» **EXERCISE PROMPT**
Having located "Pass this photo to locate to point out the blue" in the records below, repeat exactly the line it is on and all subsequent lines, ending with the last.

» **EXERCISE INPUT**

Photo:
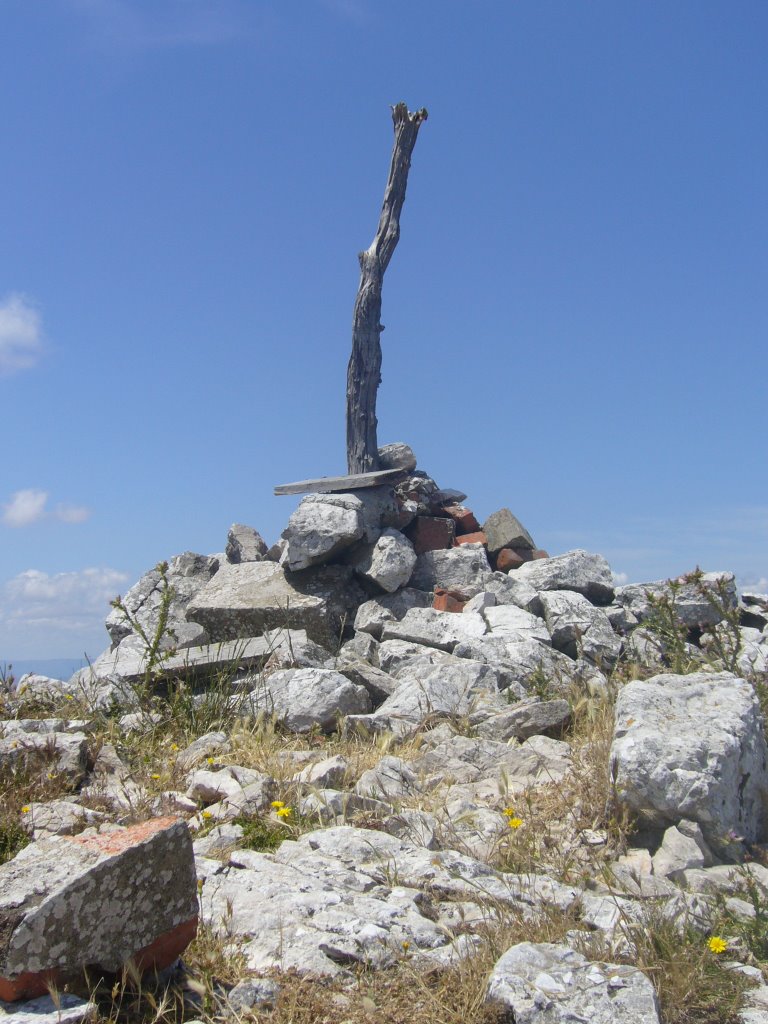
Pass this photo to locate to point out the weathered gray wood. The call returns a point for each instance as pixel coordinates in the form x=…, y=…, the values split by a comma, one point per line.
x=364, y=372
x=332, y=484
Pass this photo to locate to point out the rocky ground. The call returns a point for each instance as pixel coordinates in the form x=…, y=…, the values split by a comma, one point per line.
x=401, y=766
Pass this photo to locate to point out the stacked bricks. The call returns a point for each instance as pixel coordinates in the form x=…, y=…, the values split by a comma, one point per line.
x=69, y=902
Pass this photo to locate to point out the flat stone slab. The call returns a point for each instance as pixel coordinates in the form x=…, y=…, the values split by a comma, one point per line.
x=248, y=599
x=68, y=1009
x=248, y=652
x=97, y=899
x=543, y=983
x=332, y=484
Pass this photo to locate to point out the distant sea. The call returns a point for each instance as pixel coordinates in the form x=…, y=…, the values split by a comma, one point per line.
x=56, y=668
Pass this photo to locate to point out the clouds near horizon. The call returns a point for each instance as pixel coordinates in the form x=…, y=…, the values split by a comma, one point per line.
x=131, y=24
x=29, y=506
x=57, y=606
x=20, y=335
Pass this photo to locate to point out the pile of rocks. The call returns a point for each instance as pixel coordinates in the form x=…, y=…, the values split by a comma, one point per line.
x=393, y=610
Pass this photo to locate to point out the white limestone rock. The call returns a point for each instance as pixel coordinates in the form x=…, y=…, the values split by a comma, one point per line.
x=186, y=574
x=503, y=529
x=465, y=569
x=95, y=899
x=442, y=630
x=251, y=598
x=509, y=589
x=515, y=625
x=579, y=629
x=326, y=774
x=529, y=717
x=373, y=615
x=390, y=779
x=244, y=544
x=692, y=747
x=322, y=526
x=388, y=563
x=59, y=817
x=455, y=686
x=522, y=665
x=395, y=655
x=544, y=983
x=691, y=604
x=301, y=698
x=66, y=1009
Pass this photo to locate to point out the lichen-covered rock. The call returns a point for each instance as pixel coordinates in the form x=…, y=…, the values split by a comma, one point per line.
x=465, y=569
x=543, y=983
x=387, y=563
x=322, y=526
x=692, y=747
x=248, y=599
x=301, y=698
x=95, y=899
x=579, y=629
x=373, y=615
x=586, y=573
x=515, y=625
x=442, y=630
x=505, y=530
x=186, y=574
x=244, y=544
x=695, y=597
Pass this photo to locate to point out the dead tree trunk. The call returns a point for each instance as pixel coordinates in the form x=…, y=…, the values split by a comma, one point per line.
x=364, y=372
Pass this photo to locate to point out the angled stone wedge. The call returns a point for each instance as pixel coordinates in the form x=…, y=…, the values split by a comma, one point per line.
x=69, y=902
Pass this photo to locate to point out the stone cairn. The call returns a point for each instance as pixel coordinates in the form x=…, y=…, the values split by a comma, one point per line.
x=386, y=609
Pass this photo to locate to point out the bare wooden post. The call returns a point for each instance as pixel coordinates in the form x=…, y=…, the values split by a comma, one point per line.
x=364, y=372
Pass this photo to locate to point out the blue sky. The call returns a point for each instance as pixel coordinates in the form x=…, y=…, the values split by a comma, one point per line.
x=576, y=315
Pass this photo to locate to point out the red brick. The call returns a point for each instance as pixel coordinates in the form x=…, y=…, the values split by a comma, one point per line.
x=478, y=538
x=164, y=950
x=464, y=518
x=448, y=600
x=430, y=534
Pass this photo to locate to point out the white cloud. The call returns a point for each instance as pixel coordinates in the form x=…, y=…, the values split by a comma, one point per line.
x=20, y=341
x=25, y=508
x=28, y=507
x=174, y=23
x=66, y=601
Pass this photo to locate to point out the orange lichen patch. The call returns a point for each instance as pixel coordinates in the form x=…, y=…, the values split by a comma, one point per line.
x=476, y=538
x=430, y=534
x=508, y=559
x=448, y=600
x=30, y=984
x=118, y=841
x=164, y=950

» **WRITTEN ANSWER**
Pass this photo to locate to point out the blue sky. The call returns a point for each instance as pixel coordinates in the form x=…, y=…, the values split by a comma, one point per line.
x=576, y=315
Pass this photo to locate to point out the red brick. The call returns a point for each instance as pixel coordinates in the form x=…, y=…, the values split by a comma, one point per line.
x=478, y=538
x=164, y=950
x=464, y=518
x=448, y=600
x=430, y=534
Pass this photo to locate to point out the white cloud. The call returns a point for each instance as pixel coordinates in the form x=…, y=…, the values split by a comma, one point per line.
x=20, y=341
x=25, y=508
x=28, y=507
x=174, y=23
x=66, y=601
Pass this photo to locate to point out the orange lichen patch. The call returns a point for each instance as pixel coordinates in the form x=…, y=…, the values split by a comma, one point per line.
x=476, y=538
x=430, y=534
x=508, y=559
x=448, y=600
x=30, y=984
x=118, y=841
x=164, y=950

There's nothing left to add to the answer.